■ WORK TO BE COMPLETED ■
Search the listing for the word "black" and say how many lines have it, nothing besides.

■ INFORMATION ■
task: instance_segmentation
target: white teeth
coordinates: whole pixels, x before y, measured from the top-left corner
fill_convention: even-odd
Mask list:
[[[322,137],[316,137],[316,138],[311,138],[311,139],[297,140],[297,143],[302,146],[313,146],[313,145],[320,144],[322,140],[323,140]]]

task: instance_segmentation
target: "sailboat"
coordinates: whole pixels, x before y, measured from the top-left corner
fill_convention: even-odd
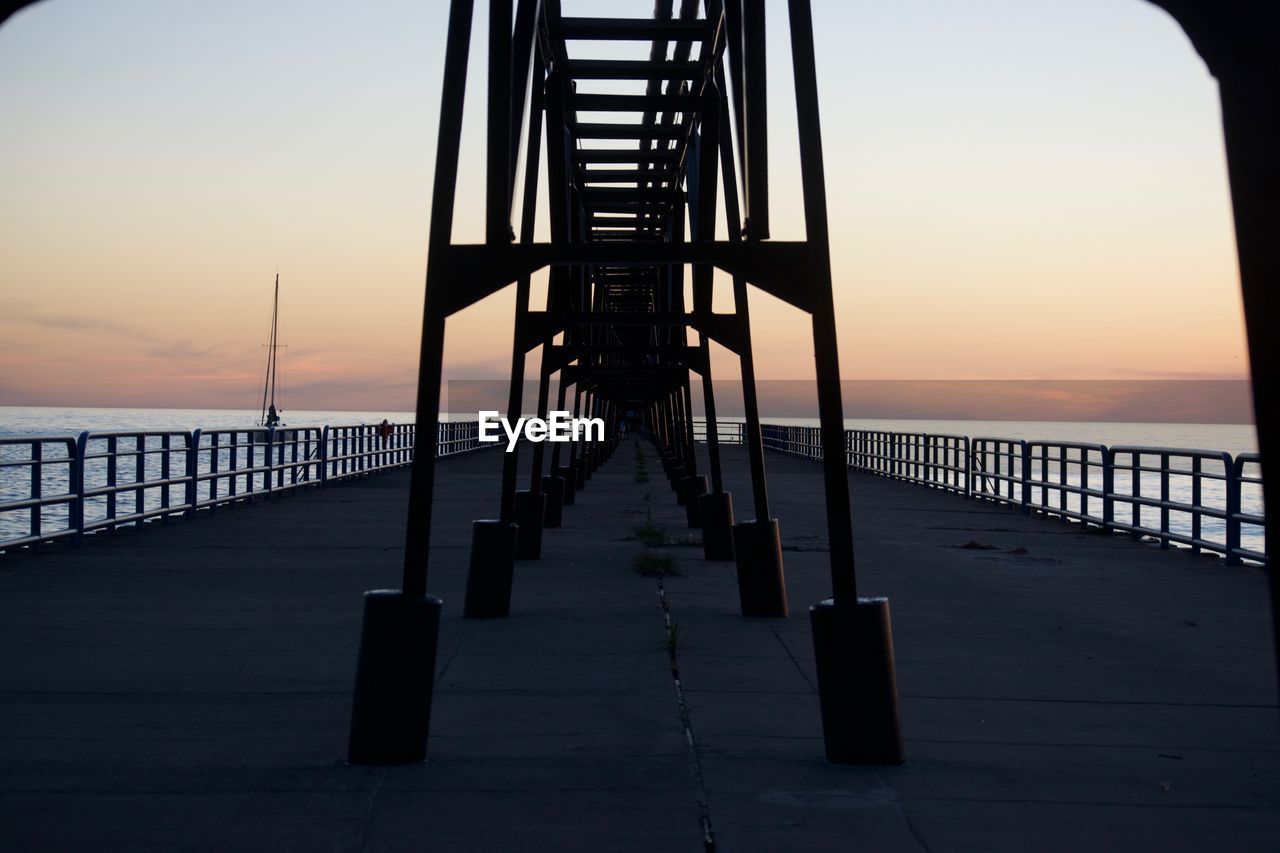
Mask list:
[[[283,425],[280,421],[280,411],[276,408],[276,353],[281,347],[276,340],[279,323],[280,273],[276,273],[276,293],[271,302],[271,343],[267,344],[267,375],[262,382],[262,415],[258,419],[258,426]]]

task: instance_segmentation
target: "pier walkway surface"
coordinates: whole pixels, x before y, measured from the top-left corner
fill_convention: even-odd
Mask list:
[[[851,475],[909,760],[829,765],[820,467],[769,457],[792,616],[744,619],[643,452],[651,482],[625,442],[487,621],[462,592],[501,454],[441,462],[412,767],[342,761],[359,596],[398,585],[406,473],[5,558],[0,848],[694,851],[709,827],[721,851],[1276,849],[1260,571]],[[745,457],[725,457],[741,517]],[[684,542],[658,549],[681,572],[662,581],[631,566],[646,494]]]

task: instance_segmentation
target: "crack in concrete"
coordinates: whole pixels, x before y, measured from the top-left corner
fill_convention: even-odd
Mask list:
[[[689,761],[693,766],[693,784],[698,791],[698,813],[702,821],[702,848],[706,853],[715,853],[716,836],[711,823],[711,806],[706,778],[702,772],[702,760],[698,757],[698,743],[693,736],[693,724],[689,719],[689,706],[684,699],[684,687],[680,682],[680,661],[676,654],[679,623],[671,618],[671,603],[667,600],[667,590],[663,586],[662,578],[658,578],[658,602],[662,605],[662,619],[667,629],[667,654],[671,658],[671,681],[676,691],[676,707],[680,711],[680,725],[684,729],[685,743],[689,748]]]

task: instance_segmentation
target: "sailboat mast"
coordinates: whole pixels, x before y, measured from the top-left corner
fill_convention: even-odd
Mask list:
[[[271,409],[276,406],[276,329],[280,317],[280,273],[276,273],[275,296],[271,300],[271,342],[267,344],[267,375],[262,381],[262,416],[259,422],[263,426],[274,426],[267,423],[267,393],[271,394]]]
[[[276,273],[276,293],[271,301],[271,408],[276,405],[276,330],[280,319],[280,273]]]

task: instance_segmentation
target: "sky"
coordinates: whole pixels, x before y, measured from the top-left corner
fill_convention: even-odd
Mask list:
[[[458,242],[483,235],[486,5]],[[772,236],[797,239],[768,6]],[[1165,13],[813,9],[844,377],[1247,377],[1217,88]],[[0,27],[0,405],[254,408],[279,272],[283,408],[412,408],[445,12],[46,0]],[[512,290],[451,318],[447,377],[506,375]],[[759,376],[811,378],[807,317],[751,310]]]

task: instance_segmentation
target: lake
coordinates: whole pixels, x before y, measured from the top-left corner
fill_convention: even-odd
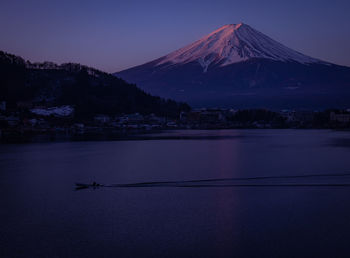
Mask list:
[[[333,173],[350,173],[349,131],[193,130],[3,144],[0,257],[349,257],[347,186],[74,188]]]

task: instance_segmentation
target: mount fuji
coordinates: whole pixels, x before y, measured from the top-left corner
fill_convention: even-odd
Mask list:
[[[349,67],[306,56],[243,23],[115,75],[195,107],[350,106]]]

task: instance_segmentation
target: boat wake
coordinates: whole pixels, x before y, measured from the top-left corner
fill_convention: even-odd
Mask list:
[[[76,190],[139,187],[349,187],[350,173],[211,178],[181,181],[150,181],[126,184],[82,184]]]

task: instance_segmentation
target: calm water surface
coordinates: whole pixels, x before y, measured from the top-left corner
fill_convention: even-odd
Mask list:
[[[0,257],[350,257],[350,187],[74,190],[346,172],[350,132],[328,130],[0,145]]]

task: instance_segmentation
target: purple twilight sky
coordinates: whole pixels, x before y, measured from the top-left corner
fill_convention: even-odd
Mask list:
[[[244,22],[306,55],[350,66],[349,0],[1,0],[0,50],[117,72]]]

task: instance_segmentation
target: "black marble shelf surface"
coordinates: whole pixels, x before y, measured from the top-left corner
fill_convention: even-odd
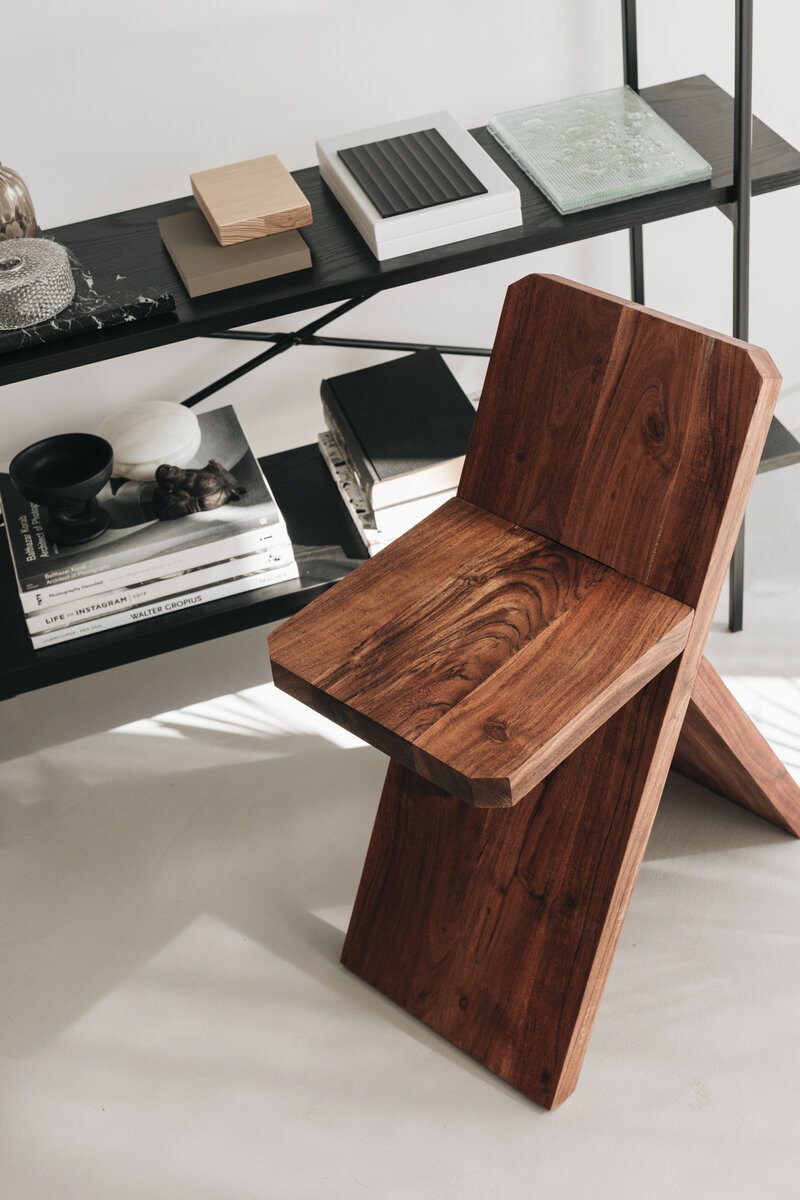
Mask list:
[[[28,638],[5,530],[0,530],[0,700],[281,620],[358,566],[366,551],[316,443],[260,461],[286,518],[299,579],[44,650],[34,650]]]

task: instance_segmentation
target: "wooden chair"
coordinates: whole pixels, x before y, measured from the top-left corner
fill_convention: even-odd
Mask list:
[[[800,832],[702,659],[779,386],[763,350],[523,279],[457,497],[270,638],[279,688],[392,758],[342,961],[546,1107],[676,745]]]

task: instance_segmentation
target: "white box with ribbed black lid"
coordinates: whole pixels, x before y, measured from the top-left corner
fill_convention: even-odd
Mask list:
[[[339,151],[421,130],[435,130],[485,188],[479,195],[382,217]],[[448,112],[409,117],[317,142],[320,174],[378,259],[396,258],[522,224],[519,190]]]

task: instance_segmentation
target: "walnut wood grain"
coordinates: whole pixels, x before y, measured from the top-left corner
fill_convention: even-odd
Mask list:
[[[270,655],[282,690],[454,795],[504,806],[680,654],[691,620],[453,499],[276,630]]]
[[[752,413],[737,400],[773,371],[733,338],[529,276],[507,292],[458,494],[694,606]]]
[[[647,840],[639,733],[662,685],[510,812],[471,809],[396,762],[387,773],[342,961],[545,1107],[577,1076],[621,920],[595,970],[597,929]],[[692,697],[673,765],[796,834],[800,789],[706,659]],[[637,762],[613,795],[598,779],[626,742]]]
[[[472,808],[389,766],[342,962],[545,1108],[577,1080],[622,927],[670,682],[512,809]]]
[[[706,658],[697,672],[672,765],[800,837],[800,787]]]

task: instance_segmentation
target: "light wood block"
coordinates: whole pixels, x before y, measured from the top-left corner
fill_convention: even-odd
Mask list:
[[[196,171],[189,178],[221,246],[312,222],[311,205],[275,154]]]

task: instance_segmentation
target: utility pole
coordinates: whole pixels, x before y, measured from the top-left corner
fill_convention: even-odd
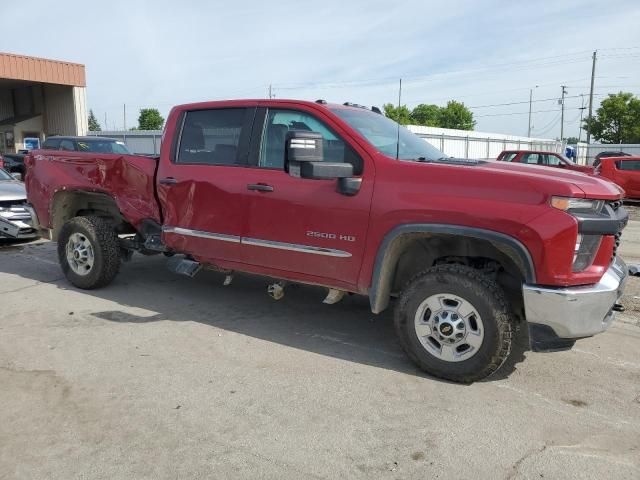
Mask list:
[[[109,124],[107,124],[107,112],[104,112],[104,129],[109,130]]]
[[[126,131],[127,130],[127,104],[126,103],[122,105],[122,125],[123,125],[122,129]]]
[[[271,84],[269,84],[269,100],[271,100],[273,98],[273,95],[271,93]]]
[[[587,117],[591,120],[591,115],[593,114],[593,83],[596,79],[596,58],[598,51],[593,52],[593,63],[591,64],[591,90],[589,91],[589,116]],[[591,133],[587,130],[587,145],[591,143]]]
[[[536,85],[535,88],[538,88]],[[531,137],[531,104],[533,103],[533,88],[529,89],[529,129],[527,130],[527,137]]]
[[[580,140],[582,139],[582,114],[587,108],[584,106],[584,93],[580,94],[580,98],[582,99],[582,103],[580,105],[580,125],[578,126],[578,143],[580,143]]]
[[[560,99],[561,113],[560,113],[560,141],[564,140],[564,96],[567,93],[567,86],[561,85],[562,98]]]

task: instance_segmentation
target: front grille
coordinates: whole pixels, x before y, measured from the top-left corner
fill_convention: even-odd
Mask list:
[[[0,201],[0,208],[22,207],[26,203],[26,200],[2,200]]]

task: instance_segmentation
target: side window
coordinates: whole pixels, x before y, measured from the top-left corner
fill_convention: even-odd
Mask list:
[[[545,165],[549,165],[550,167],[559,167],[563,163],[562,160],[560,160],[555,155],[545,155],[545,156],[547,158]]]
[[[58,150],[60,148],[59,138],[47,138],[42,144],[43,150]]]
[[[513,159],[516,157],[516,155],[516,152],[509,152],[506,153],[500,160],[502,160],[503,162],[513,162]]]
[[[176,163],[237,165],[246,108],[186,113]]]
[[[305,112],[270,109],[262,133],[259,166],[284,168],[284,144],[287,132],[303,130],[317,132],[323,138],[324,159],[327,162],[347,162],[353,165],[354,175],[362,175],[362,158],[322,121]]]
[[[525,153],[522,155],[520,163],[528,163],[529,165],[538,165],[540,163],[540,155],[537,153]]]
[[[618,170],[631,170],[636,172],[640,170],[640,160],[618,160],[616,166]]]
[[[75,148],[73,147],[73,142],[71,140],[61,140],[60,141],[60,150],[66,150],[68,152],[73,152]]]

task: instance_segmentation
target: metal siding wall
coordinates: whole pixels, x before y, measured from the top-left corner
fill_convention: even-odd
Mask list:
[[[73,87],[73,106],[75,111],[76,135],[84,136],[89,131],[86,87]]]
[[[44,101],[47,135],[77,135],[73,87],[45,85]]]

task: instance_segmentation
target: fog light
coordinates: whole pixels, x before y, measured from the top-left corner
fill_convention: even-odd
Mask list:
[[[600,248],[601,235],[578,235],[573,255],[573,271],[581,272],[589,268]]]

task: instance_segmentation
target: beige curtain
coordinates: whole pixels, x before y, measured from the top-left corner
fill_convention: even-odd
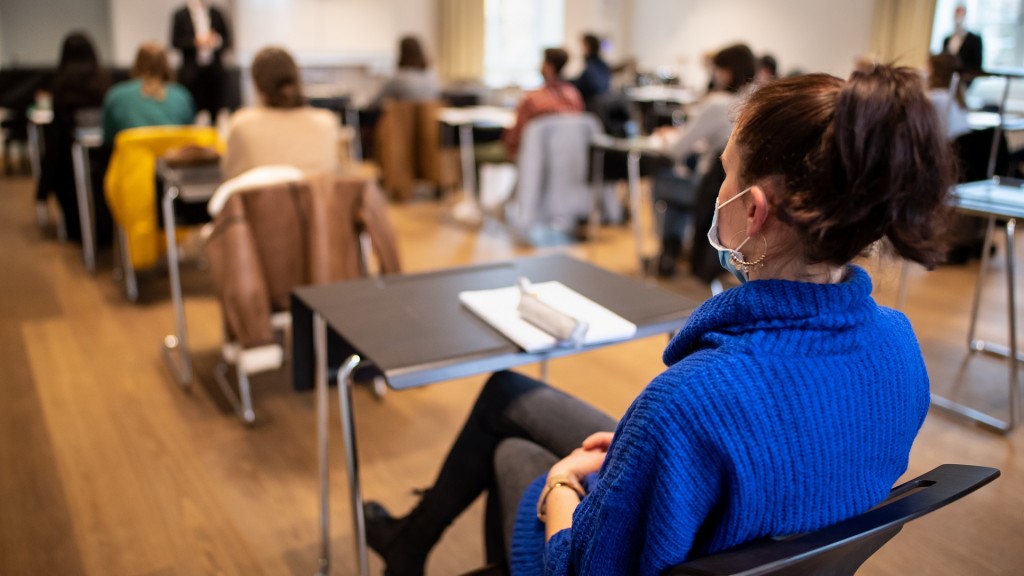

■ ANSWER FOR THE TASK ■
2